-- WORKING DATA follows --

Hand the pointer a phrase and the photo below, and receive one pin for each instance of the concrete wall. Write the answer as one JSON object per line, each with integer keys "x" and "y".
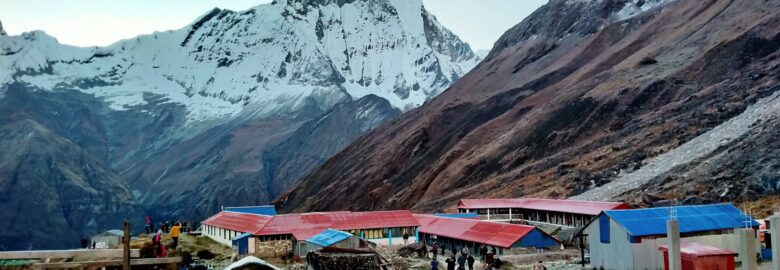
{"x": 220, "y": 235}
{"x": 620, "y": 253}
{"x": 397, "y": 241}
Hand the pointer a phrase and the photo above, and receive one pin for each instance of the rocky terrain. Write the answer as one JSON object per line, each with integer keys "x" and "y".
{"x": 229, "y": 110}
{"x": 642, "y": 101}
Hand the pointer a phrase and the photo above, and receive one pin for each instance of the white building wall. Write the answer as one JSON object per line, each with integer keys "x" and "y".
{"x": 621, "y": 254}
{"x": 617, "y": 254}
{"x": 220, "y": 235}
{"x": 397, "y": 241}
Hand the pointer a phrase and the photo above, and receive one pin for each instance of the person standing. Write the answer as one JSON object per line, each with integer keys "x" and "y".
{"x": 148, "y": 225}
{"x": 434, "y": 264}
{"x": 450, "y": 263}
{"x": 488, "y": 259}
{"x": 84, "y": 242}
{"x": 175, "y": 231}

-- WORKING DATA concluded --

DESCRIPTION OF THE TASK:
Omit all images when repeating the data above exactly.

ANSWER SECTION:
Hand the pointer a phrase and the photo below, and receive one pin for each instance of the concrete wall. Write the answer as one JSON object per line, each with integer keys "x" and "y".
{"x": 220, "y": 235}
{"x": 620, "y": 253}
{"x": 397, "y": 241}
Hand the pointer a phrase and the photo above, and receive one pin for each instance of the rocky terrain. Write the answer as one JSON object per line, each with integer keys "x" and "y".
{"x": 229, "y": 110}
{"x": 642, "y": 101}
Hand the pointer a phrase and the photo above, and receive one pin for each instance of the white building wall. Write the answer as one JSON object per line, each with integer keys "x" and "y".
{"x": 621, "y": 254}
{"x": 617, "y": 254}
{"x": 220, "y": 235}
{"x": 397, "y": 241}
Hand the pointer a phrase and the photo above, and receive one pin for each instance of the person standing. Write the answer as one JSON object per line, each with integer keys "x" and "y".
{"x": 148, "y": 225}
{"x": 434, "y": 264}
{"x": 450, "y": 263}
{"x": 488, "y": 259}
{"x": 84, "y": 242}
{"x": 175, "y": 231}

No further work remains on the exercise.